### To do
Can you retype the whole news article on the Gill-Montague educators' work-to-rule action word for word?

── Document section ──

Gill-Montague educators begin ‘work-to-rule’ citing failure to settle fair contract

By JULIAN MENDOZA

Staff Writer

Published: 06-06-2023 6:27 PM

MONTAGUE — Having worked without a new contract since last summer, Gill-Montague Regional School District educators began “work-to-rule” on Monday, scaling their efforts back to their contract’s minimum requirements.

The Gill-Montague Education Association (GMEA), a union primarily comprised of the district’s teachers, voted to start work-to-rule in response to the Gill-Montague School Committee’s “failure to settle a fair contract,” according to a handout distributed by the GMEA. Work-to-rule dictates that the teachers will “only work the hours and tasks outlined in [their] current contract,” forgoing volunteer roles, declining to provide extra help to students outside of school hours and using preparatory time for nothing other than necessary preparation.

“GMEA members have been forced into action as a result of the Gill-Montague Regional School District Committee’s inability to negotiate a fair and competitive wage package for Unit A members,” reads a statement the group released Monday. “While the GMEA continues to negotiate in good faith and propose creative solutions, there have been essentially no counter-offers by the committee.”

The GMEA and School Committee have been conducting contract negotiations since March 2022, according to a statement contributed by the GMEA Executive Board. While there was a tentative three-year agreement reached in August 2022 outlining raises between 2% and 3% each year, it was rejected by the GMEA that October.

“While there were several reasons for this rejection, the main reason can be summed up in one word: value,” the executive board’s statement explains. “The GMEA asserts that the committee’s salary offers have been below the current market value in comparison to other local districts and the current state of the job market. This leads to an unstable workforce, where employees seeking higher salaries will be hired elsewhere, leaving our students with a revolving door of professional staff.”

───
── Supplied information ──

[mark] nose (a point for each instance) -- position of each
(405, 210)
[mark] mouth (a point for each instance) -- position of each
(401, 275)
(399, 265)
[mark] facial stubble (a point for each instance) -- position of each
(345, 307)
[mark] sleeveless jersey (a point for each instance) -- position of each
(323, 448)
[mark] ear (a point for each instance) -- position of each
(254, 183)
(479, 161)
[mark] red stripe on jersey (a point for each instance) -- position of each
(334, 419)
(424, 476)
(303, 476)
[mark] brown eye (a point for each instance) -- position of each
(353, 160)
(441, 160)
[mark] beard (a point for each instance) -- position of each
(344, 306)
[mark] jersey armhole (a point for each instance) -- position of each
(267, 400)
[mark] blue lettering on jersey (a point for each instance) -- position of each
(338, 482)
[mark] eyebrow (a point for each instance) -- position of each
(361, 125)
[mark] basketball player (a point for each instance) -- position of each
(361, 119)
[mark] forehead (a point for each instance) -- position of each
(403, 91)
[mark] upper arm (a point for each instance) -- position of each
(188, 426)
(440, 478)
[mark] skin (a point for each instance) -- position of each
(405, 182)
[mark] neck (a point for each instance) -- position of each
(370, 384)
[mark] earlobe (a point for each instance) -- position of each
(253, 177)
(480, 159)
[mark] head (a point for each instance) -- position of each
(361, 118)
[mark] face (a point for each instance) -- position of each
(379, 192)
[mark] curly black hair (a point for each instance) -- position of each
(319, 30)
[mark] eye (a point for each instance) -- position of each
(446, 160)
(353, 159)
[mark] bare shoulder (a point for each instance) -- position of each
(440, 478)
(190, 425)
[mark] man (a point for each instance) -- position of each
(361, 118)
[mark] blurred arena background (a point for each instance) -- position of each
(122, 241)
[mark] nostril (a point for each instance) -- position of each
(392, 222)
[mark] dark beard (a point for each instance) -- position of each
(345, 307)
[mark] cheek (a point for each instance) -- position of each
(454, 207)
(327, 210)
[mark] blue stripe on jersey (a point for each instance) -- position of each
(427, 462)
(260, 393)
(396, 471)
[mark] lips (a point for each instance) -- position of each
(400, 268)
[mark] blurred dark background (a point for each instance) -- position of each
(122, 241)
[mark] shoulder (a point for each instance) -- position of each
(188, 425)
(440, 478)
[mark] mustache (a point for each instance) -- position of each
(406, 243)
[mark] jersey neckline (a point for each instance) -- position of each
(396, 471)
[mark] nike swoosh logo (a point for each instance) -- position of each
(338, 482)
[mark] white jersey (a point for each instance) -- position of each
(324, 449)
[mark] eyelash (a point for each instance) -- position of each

───

### Problem solution
Gill-Montague educators begin ‘work-to-rule’ citing failure to settle fair contract

By JULIAN MENDOZA

Staff Writer

Published: 06-06-2023 6:27 PM

MONTAGUE — Having worked without a new contract since last summer, Gill-Montague Regional School District educators began “work-to-rule” on Monday, scaling their efforts back to their contract’s minimum requirements.

The Gill-Montague Education Association (GMEA), a union primarily comprised of the district’s teachers, voted to start work-to-rule in response to the Gill-Montague School Committee’s “failure to settle a fair contract,” according to a handout distributed by the GMEA. Work-to-rule dictates that the teachers will “only work the hours and tasks outlined in [their] current contract,” forgoing volunteer roles, declining to provide extra help to students outside of school hours and using preparatory time for nothing other than necessary preparation.

“GMEA members have been forced into action as a result of the Gill-Montague Regional School District Committee’s inability to negotiate a fair and competitive wage package for Unit A members,” reads a statement the group released Monday. “While the GMEA continues to negotiate in good faith and propose creative solutions, there have been essentially no counter-offers by the committee.”

The GMEA and School Committee have been conducting contract negotiations since March 2022, according to a statement contributed by the GMEA Executive Board. While there was a tentative three-year agreement reached in August 2022 outlining raises between 2% and 3% each year, it was rejected by the GMEA that October.

“While there were several reasons for this rejection, the main reason can be summed up in one word: value,” the executive board’s statement explains. “The GMEA asserts that the committee’s salary offers have been below the current market value in comparison to other local districts and the current state of the job market. This leads to an unstable workforce, where employees seeking higher salaries will be hired elsewhere, leaving our students with a revolving door of professional staff.”